> **WRITTEN EXERCISE**: Rewrite all of the records below, changing every "laid out like" to "formatted like" and keeping everything else the same.

> **SUPPLIED INFORMATION**:
■ ■ ■ ■ ■

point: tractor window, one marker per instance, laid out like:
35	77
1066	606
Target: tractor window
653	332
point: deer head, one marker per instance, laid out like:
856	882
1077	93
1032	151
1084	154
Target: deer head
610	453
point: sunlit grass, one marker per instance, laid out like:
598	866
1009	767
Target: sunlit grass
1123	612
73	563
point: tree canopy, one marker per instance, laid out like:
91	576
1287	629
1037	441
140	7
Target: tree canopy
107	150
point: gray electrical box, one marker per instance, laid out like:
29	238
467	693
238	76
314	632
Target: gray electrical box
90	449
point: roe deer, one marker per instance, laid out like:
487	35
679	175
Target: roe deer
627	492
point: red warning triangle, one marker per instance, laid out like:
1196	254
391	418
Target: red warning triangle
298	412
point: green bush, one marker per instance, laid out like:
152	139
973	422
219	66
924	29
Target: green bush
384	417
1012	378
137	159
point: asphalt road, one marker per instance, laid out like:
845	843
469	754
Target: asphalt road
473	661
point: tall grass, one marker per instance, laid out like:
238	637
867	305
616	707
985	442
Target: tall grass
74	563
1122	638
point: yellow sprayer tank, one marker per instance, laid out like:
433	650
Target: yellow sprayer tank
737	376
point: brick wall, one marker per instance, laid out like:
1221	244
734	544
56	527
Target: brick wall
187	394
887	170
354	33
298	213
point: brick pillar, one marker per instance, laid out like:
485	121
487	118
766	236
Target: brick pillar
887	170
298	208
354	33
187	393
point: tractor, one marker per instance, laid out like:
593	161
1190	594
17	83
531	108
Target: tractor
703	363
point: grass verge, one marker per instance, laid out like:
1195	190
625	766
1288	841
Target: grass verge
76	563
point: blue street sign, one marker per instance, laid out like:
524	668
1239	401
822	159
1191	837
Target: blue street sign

■ ■ ■ ■ ■

> **EXPECTED OUTPUT**:
point: tractor window, one marker per instance, formatted like:
35	77
1066	606
Target: tractor window
653	332
point: deer head, one marker per instance, formatted like:
856	882
1077	93
1032	151
1084	154
Target: deer head
610	453
point: sunlit grass, one marker per instance, formatted like:
598	866
1009	767
Target: sunlit grass
1123	612
73	563
point: tree canopy, one marker per instance, formatted like:
91	576
1287	629
1037	441
140	7
Target: tree canopy
107	150
point: gray electrical box, one marker per instance, formatted like:
29	238
467	693
238	76
314	632
Target: gray electrical box
90	449
point: roe deer, one marker per instance, formatted like:
487	35
679	175
Target: roe deer
627	492
point: red warning triangle, one marker per instance, formatted like:
1196	254
391	418
Target: red warning triangle
298	412
point: green bush, one marker per instance, formatted like:
152	139
973	422
219	66
924	29
Target: green bush
384	417
1012	378
137	159
point: asphalt road, one marker per instance, formatted like:
845	843
469	754
Target: asphalt road
473	661
point: tall grass, one marker per instance, formatted like:
238	637
867	305
616	707
985	442
Target: tall grass
74	563
1122	638
point: yellow sprayer tank, one marker per instance, formatted like:
433	650
Target: yellow sprayer tank
737	376
point: brick wall, one marker per instance, formatted like:
1221	244
734	544
56	527
Target: brick wall
187	394
887	170
354	33
298	213
point: brick pillar, one marker per instance, formatted like:
485	121
487	118
766	236
Target: brick pillar
887	170
298	208
354	33
187	393
point: tractor, one marker per instance, formatted like:
593	161
1190	594
17	83
531	108
Target: tractor
703	363
point: grass verge, one marker per instance, formatted like:
1195	190
625	766
1288	841
Target: grass verge
76	563
point: blue street sign, one marker per instance, formatted like:
524	668
1239	401
822	159
1191	837
Target: blue street sign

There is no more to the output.